[Set problem] Pick up the passage on Windows Vista hardware requirements after its last sentence and keep writing it.

If you plan to keep this system around for 3-5 years, consider leaving some room for future upgrade to MS Windows Vista. I was at the AMD/MS Tech Tour last night, and MS made a point to get the word out to system builders that the hardware requirements for Vista are going UP. There are three crucial items:

CPU - any current CPU should be sufficient. It will actually run on a P!!!/600, but only very slowly. Although Vista will support 32-bit and 64-bit, note that the "Longhorn" version of Small Business Server, due in late 2007, will be 64-bit ONLY. There is no deadline for end of 32-bit support for Windows, but the intent is to transition the industry ahead to 64-bit, for which hardware has been available for over 3 years.

Memory - they say 512MB minimum, 1GB recommended. If you know Microsoft, when they say minimum, they mean it. Vista will barely boot with 512MB, just don't count on multitasking.

[Material supplied]

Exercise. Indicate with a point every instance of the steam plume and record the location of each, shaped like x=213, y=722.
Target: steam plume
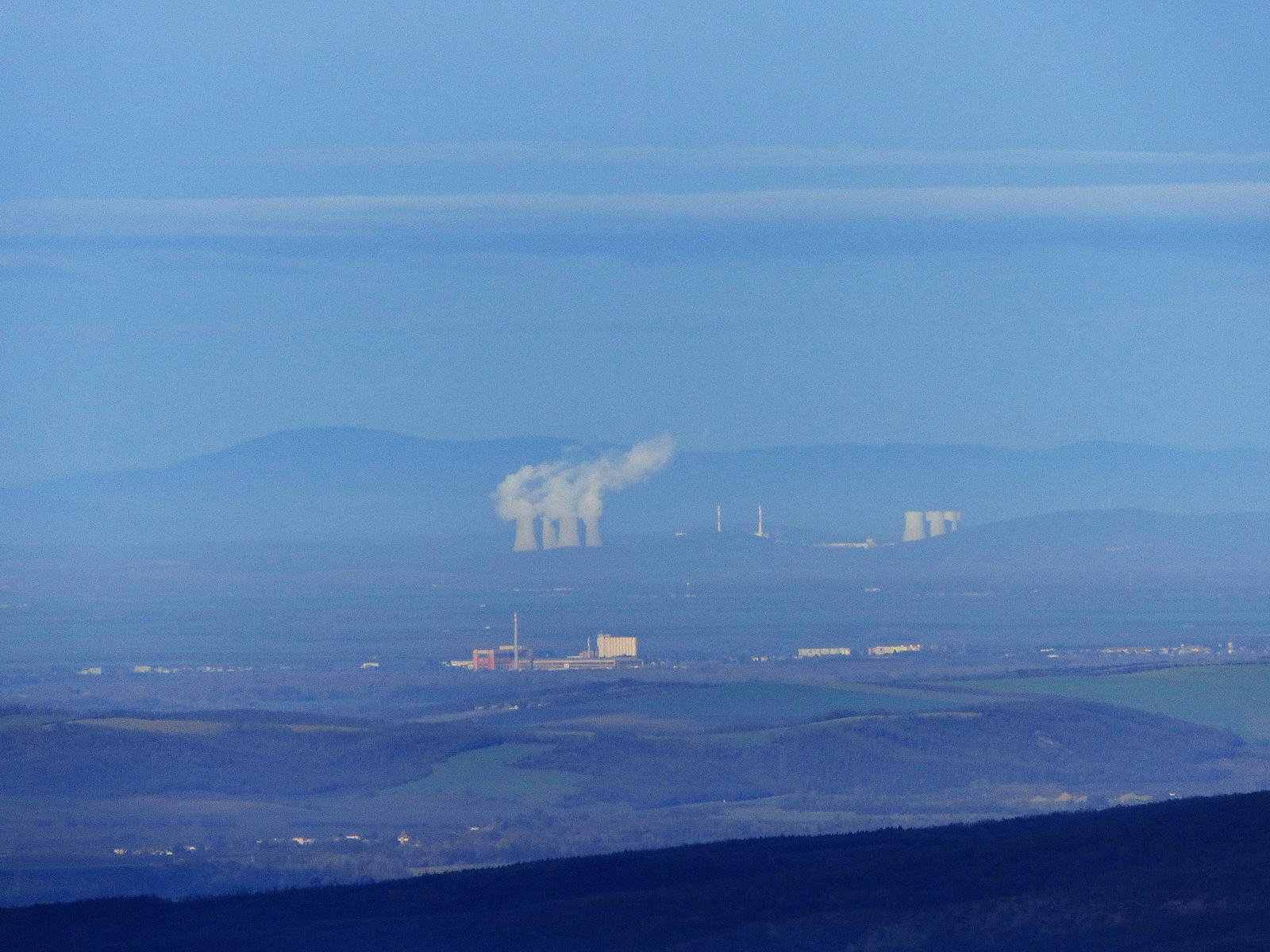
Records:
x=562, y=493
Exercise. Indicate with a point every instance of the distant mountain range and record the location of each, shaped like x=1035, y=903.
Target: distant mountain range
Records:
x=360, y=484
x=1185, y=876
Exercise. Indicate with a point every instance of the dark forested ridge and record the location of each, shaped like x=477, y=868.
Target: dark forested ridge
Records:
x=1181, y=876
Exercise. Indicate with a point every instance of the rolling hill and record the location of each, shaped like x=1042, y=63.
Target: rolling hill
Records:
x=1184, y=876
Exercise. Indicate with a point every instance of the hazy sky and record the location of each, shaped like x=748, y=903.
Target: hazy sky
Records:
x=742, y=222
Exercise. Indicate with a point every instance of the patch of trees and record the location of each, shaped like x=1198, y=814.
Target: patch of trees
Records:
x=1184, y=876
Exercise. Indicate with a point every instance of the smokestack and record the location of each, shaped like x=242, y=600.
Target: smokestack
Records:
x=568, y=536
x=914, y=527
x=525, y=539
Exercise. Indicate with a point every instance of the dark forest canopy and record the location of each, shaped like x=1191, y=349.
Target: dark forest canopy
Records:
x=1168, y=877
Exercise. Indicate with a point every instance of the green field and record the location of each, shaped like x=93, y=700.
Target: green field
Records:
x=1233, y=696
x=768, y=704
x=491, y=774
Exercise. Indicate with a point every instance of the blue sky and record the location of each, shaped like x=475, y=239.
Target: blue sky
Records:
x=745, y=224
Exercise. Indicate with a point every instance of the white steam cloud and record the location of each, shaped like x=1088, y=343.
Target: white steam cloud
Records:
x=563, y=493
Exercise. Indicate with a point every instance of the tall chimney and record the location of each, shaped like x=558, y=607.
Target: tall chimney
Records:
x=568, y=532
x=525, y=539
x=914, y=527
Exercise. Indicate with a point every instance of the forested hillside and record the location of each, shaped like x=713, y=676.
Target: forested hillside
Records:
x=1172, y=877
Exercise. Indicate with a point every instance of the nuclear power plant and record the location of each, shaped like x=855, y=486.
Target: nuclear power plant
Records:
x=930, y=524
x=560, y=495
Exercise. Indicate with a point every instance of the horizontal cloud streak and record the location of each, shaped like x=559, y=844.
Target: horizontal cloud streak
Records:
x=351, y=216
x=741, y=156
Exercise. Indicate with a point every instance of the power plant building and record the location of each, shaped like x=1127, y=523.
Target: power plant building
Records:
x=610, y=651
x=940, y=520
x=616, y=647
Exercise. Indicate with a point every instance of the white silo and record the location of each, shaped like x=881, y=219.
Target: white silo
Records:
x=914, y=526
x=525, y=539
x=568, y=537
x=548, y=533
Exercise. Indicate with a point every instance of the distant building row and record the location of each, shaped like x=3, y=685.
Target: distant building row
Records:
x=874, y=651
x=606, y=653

[Written answer]
Video - DirectX 9 support required. To get they full "Aero Glass" effect, 256MB graphics memory, pixel shader 2.0 are needed. This works out to nvidia 5xx0 series or ATI Radeon 9500 and up.

Intel plans to launch Core 2 Duo on July 23, and there are rumors that AMD will have substantial price cuts on their dual core (X2) CPUs on July 24, if you can wait until then. If not, they just had big price drops on the single core CPUs, so now is a good time to get one of those.

Few AM2 mobos have yet been thoroughly reviewed, so I'll go by past experience/reputation.

Pricing d'huevos neuvos:

$130 ABIT KN9 SLI Socket AM2 NVIDIA nForce 570 SLI MCP ATX AMD Motherboard - Retail - midrange board nForce 570 SLI chipset, great layout, good customer service.

$149 AMD Athlon 64 3800+ Orleans 2000MHz HT Socket AM2 Processor Model ADA3800CNBOX - Retail OR
$297 AMD Athlon 64 X2 3800+ Windsor 2000MHz HT Socket AM2 Processor Model ADA3800IAA5CU - Retail (currently overpriced - price cut rumor: $170 after 7/24)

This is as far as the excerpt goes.